Task item - Leaving out the pictures, transcribe all of the records faithfully.
┄┄┄┄┄┄┄┄┄┄
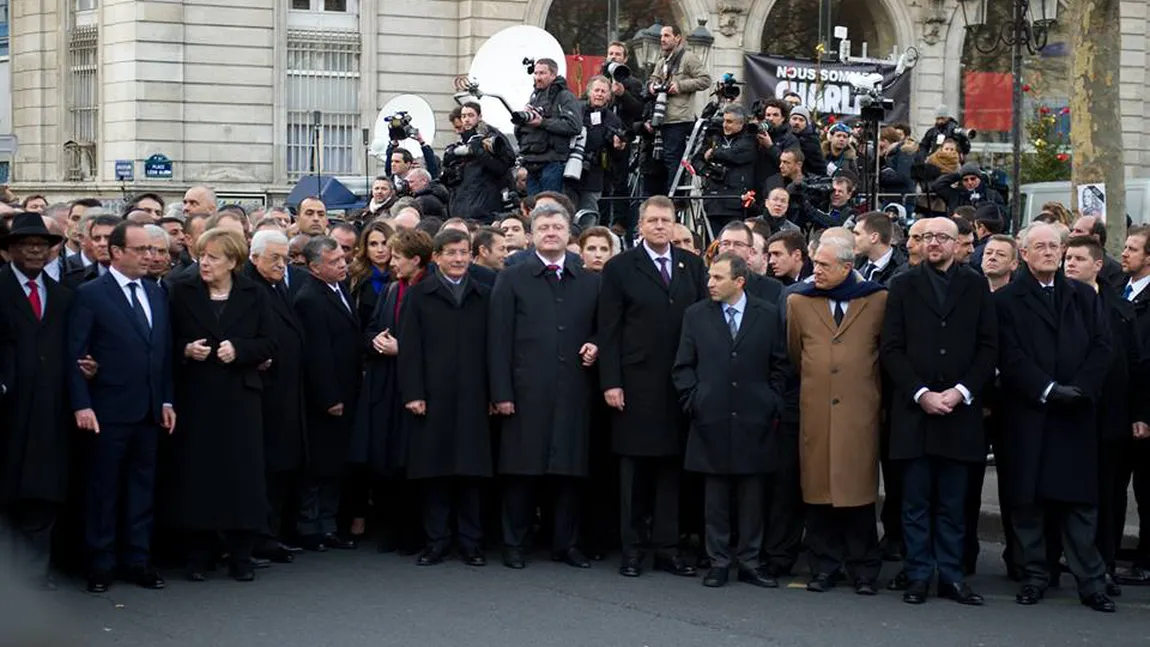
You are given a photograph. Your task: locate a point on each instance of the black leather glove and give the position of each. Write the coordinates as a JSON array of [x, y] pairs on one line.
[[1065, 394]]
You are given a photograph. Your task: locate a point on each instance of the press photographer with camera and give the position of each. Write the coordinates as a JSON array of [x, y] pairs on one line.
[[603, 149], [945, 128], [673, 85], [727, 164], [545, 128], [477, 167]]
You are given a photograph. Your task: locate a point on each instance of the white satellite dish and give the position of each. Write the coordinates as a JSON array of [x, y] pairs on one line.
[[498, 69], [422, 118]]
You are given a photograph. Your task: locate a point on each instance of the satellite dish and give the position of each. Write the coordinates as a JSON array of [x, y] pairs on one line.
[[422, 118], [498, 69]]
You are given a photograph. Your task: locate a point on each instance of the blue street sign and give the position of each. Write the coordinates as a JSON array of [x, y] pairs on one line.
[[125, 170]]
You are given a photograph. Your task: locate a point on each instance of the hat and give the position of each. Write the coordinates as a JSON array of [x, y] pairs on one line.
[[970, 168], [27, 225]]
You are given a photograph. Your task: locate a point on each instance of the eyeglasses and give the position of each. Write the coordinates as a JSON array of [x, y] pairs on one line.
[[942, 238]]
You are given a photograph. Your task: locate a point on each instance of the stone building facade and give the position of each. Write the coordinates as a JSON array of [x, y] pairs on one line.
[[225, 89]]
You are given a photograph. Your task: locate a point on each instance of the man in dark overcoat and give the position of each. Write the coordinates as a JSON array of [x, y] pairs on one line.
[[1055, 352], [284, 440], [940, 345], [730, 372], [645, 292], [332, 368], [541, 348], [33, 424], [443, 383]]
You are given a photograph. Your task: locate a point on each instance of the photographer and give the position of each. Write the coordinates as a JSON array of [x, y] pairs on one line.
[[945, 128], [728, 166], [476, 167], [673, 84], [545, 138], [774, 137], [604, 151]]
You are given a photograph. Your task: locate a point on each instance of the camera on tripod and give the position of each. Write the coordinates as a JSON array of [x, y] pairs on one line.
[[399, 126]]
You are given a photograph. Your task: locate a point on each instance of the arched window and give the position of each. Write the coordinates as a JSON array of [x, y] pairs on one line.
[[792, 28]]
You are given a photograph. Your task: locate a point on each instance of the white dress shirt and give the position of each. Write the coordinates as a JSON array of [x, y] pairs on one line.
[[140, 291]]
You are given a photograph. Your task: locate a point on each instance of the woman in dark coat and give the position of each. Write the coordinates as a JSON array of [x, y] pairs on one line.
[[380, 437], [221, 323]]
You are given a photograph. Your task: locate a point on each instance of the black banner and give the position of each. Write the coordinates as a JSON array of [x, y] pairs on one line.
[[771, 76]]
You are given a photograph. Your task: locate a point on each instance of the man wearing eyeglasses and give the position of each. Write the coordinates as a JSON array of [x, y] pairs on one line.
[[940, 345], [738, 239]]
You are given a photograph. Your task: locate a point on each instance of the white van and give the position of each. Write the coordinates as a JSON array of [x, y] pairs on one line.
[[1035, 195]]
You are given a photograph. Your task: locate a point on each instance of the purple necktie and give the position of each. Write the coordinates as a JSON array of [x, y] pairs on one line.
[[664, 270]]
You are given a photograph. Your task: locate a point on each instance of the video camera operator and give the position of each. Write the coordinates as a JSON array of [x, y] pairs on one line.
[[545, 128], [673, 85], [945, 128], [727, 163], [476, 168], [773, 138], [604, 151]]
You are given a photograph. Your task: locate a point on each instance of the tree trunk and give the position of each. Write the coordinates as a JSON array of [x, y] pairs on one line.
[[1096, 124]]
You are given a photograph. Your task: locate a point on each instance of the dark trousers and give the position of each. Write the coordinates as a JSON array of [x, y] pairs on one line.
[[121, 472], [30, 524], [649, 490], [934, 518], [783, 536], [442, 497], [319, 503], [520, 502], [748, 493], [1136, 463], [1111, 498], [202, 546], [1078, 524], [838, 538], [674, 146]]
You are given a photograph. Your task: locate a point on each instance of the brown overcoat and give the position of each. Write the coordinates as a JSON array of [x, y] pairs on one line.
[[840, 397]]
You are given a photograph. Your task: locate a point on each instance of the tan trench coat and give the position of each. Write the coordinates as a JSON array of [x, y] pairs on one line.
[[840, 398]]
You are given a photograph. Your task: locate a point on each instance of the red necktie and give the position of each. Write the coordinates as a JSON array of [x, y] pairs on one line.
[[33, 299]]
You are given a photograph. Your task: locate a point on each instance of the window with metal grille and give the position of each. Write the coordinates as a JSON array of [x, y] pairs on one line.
┄┄┄┄┄┄┄┄┄┄
Task output -
You are given a photograph. Your task: locate a point on each instance of the black leather glove and give the position of each. Write the coordinates as a JSON array of [x, y] pairs on one line.
[[1065, 394]]
You are given a photograph. Your task: locate a point on each instance of the press photographer with camera and give the position of each. Write the coordinates as a JSON array of [x, y] pairs on one line.
[[603, 149], [945, 128], [673, 85], [727, 164], [545, 128], [477, 167]]
You are given a photograph. Your task: locate a point on each instance of the white satellite dish and give the position of each. Write the coordinates as a JSON array of [x, y] pairs on one line.
[[498, 69], [422, 118]]
You are given a photograph. Your task: locate a point on each instance of the satellite dish and give the position of each. Write the coordinates as a JSON array of [x, y] pairs on one line.
[[422, 118], [498, 69]]
You are given a photograph. Your task: locate a point on each instance of the blue street sign and give the position of each. Write the coordinates as a JSON array of [x, y] pairs on one line.
[[125, 170]]
You are given a photograph. Your task: locate a point on each instance of the hat and give the position of each. Write the coordinates as a JSON array of [x, y] pairs on one line.
[[970, 168], [27, 225]]
You are given a photograph. Your task: locate a point on each instance of the eyeglasses and give the position of each. Write the coordinates as a JSON array of [x, y] pairs on one line.
[[942, 238]]
You are given a photograph. Your task: locate a point on each instance of the stone building facade and give the position of each. Write the coordinates as a JSON array of [x, y] pairs on one line.
[[225, 89]]
You are given a photograph. Your task: locate a point on each instance of the man in dark overcoat and give the position of each. Write the coordinates as a JSON array of [x, y] pairs on one line.
[[1055, 352], [284, 440], [940, 345], [730, 372], [645, 292], [332, 368], [541, 348], [33, 424], [443, 383]]
You are given a photograph. Your task: locate a point on each instance of the photographer and give the position of each. Write the coordinates as a JSON array of [x, y] pairs on one line.
[[945, 128], [728, 166], [476, 167], [673, 84], [545, 138], [774, 137], [604, 151]]
You are given a photograph. Your task: locate a point on each instance of the camera on tripod and give the position of each. Write the coordinates as a JSON array of [x, y] pairs on one line.
[[399, 126]]
You are given a photograph. Your task: locate a point on each instance of the arched window and give the position of each. Write the coordinates as a JSON array of [x, y] pairs on one line.
[[792, 28]]
You are given a photograph. Your task: locate a point on each instance of the white dress shirt and give the position of each. Write the coordinates as a JSON array of [x, y] pairs on one line.
[[140, 291]]
You are given a photograph. Your task: locate a point on each instance of the woman in dark coat and give the position of each. Write the coordinates as a JSON array of [x, y] pairs on one line.
[[380, 437], [221, 323]]
You are given a photograph. Your task: locate a point on each instance of the black banner and give the position of each. Write the coordinates as a JSON array of [x, y] pairs on one line.
[[771, 76]]
You are given a photograph. Your task: locate a point on each instance of the man wearing eyeglasses and give the position of each. Write the coordinates as a JSON array of [x, y] pairs on one line.
[[940, 345], [738, 239]]
You are given a photograph. Your task: locate a point on each instance of the white van and give the position of each. Write the coordinates as a JSON array of [x, y] pairs on one line.
[[1035, 195]]
You are given a photograph. Your task: locate a point on each instance of the purple necktie and give the position of each. Write the coordinates as a JSON array of [x, y] pairs on one line.
[[664, 270]]
You are given a photograph. Your task: locate a point on each instance of the video camera operator and give the position of each. Write the coordinates as a JSON array of [x, y] pairs on one line.
[[545, 128], [673, 85], [945, 128], [727, 163], [476, 168], [773, 138], [604, 151]]
You are given a photograph. Your task: locate a point on each instance of the tree trunk and give the position of each. Write the coordinates as a JSON array of [x, y] pairs on one line.
[[1096, 124]]
You are given a photograph. Your task: locate a point on each instance of the dark trousers and give the position of each. Write the coordinates as a JSON array of [x, y] pairs on one line.
[[121, 472], [30, 524], [649, 490], [934, 518], [783, 536], [442, 497], [319, 503], [520, 502], [748, 493], [1136, 463], [1111, 498], [202, 546], [1078, 524], [838, 538], [674, 146]]
You are given a photograph. Your task: locate a point on each instance of the brown overcoat and give the position of each. Write the coordinates as a JSON array of [x, y] pairs on one line.
[[840, 397]]
You are given a photograph. Your task: locate a point on each instance of the tan trench coat and give the position of each. Write the coordinates as a JSON array of [x, y] pairs on one line.
[[840, 398]]
You are given a photograph. Your task: locate a point on each instance of the red necktie and give the position of each. Write the coordinates as a JSON array of [x, y] pairs on one line.
[[33, 299]]
You are given a photograph. Your task: locate a point on each instance of the window with metal grille and give the position of each. Write the coordinates as a JSON array of [x, y] pairs on one line.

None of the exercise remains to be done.